▸ What is needed
Omitting all pictures, copy word for word the lines from the line containing "[indicate] navy blue necktie" through the final line of the entries.

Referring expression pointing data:
= Beginning of Section =
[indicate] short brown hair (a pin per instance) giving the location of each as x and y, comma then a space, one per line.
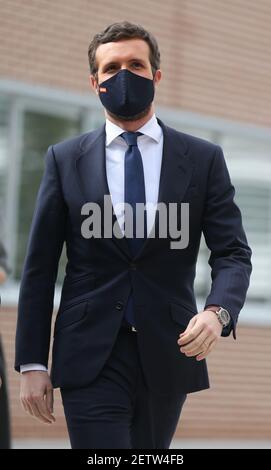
123, 30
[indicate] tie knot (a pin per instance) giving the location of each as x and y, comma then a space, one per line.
131, 137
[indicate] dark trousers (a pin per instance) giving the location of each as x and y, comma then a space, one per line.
4, 409
118, 411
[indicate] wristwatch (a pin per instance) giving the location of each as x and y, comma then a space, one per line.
222, 314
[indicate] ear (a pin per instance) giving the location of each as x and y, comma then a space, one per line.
94, 84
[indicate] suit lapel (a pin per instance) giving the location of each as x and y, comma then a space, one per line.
176, 172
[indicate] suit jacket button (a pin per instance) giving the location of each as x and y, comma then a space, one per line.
119, 305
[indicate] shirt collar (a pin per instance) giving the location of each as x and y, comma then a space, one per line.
151, 129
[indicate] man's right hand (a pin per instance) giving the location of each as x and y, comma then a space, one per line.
37, 395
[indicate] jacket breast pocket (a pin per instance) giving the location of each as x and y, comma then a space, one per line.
70, 315
182, 313
191, 192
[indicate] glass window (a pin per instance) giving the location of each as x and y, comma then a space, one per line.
39, 131
4, 118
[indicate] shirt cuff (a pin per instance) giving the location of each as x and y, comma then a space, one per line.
28, 367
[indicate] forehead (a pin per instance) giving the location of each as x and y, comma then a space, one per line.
122, 51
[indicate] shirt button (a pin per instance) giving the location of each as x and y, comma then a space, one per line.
119, 305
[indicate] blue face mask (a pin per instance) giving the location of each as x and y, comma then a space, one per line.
126, 94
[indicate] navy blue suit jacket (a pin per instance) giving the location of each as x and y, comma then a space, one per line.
101, 272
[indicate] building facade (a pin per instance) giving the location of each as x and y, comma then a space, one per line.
216, 85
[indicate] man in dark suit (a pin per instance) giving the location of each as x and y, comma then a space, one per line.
4, 406
128, 341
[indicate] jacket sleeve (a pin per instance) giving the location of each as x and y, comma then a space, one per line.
36, 298
225, 237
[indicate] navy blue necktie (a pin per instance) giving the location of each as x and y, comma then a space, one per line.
134, 192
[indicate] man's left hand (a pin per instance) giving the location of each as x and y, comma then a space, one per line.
201, 335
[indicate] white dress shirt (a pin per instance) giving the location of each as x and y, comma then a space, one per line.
150, 145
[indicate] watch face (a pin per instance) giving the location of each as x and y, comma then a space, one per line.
225, 316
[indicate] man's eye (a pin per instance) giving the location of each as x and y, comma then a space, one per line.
111, 68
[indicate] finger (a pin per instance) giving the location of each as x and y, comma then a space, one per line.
36, 412
193, 333
204, 354
27, 407
42, 407
50, 400
199, 344
189, 326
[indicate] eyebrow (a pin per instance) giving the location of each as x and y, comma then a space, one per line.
116, 62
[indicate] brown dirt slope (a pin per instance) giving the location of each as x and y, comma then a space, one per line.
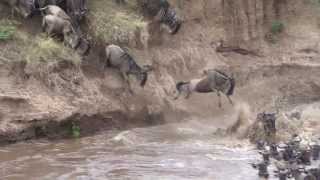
= End of Section =
▸ Solution to the exercise
[indicate] navy blue necktie (a pin per instance) giving the location of each as x and y, comma then a space, one per line.
134, 192
[indicate] man's left hand (a pin per instance) giving the location of each as x and y, comma then a space, one per line.
201, 335
[indicate] white dress shirt (a pin per instance) giving the location of each as x and y, comma then a space, one per line.
150, 145
[indicate] watch face (a pin per instance) giving the location of each as x and y, comma then a space, one per line.
225, 316
[indicate] man's eye (a pin per instance) giving the location of each as x and y, comma then a space, one per line.
111, 68
[indicate] finger (a pin per instance) giving the location of each as x and y, comma then a space, one per line.
36, 412
193, 333
204, 354
27, 407
42, 407
50, 400
199, 344
189, 326
[indicate] eyebrow (a pin per instance) giving the location of each as x and y, comma then a space, one per line.
116, 62
[indicate] brown dirt slope (a pin per instance) giving the location of each as x and y, comma then a space, one per line.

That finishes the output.